— BRIEF —
Pull out every line in the entries below that contains the word "forest", matching case exactly. Copy each of those lines as it appears.

— MATERIAL SHOWN —
┌──
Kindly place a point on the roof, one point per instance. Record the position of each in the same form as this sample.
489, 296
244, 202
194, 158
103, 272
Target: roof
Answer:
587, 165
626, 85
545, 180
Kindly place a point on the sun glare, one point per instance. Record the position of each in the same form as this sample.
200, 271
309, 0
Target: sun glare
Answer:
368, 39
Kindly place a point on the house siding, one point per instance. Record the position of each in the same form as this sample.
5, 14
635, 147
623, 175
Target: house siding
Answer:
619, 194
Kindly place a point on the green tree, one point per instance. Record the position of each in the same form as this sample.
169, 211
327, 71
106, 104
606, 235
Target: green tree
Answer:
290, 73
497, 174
└──
┌──
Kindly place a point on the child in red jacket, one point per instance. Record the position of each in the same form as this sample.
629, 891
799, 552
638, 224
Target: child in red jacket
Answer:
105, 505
└──
┌──
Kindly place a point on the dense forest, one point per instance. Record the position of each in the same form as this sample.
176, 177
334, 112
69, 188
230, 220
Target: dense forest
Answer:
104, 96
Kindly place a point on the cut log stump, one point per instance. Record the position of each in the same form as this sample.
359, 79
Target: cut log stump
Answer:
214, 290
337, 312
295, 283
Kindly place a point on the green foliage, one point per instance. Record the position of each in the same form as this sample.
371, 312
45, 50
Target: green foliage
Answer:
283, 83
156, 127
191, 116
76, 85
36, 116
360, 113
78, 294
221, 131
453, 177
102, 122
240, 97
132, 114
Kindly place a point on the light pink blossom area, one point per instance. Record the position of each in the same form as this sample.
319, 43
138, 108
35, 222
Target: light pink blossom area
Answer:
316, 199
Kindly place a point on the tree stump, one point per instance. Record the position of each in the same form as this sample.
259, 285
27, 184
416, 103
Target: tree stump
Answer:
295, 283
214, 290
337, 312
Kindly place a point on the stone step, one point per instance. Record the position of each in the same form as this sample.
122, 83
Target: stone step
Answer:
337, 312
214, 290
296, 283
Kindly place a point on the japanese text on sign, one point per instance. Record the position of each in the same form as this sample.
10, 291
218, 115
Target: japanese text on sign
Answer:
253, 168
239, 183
└──
— THE ANSWER —
Kindly place a point on the dense forest, one point per instance. Record the position of each in the same form as this sample.
Target: dense forest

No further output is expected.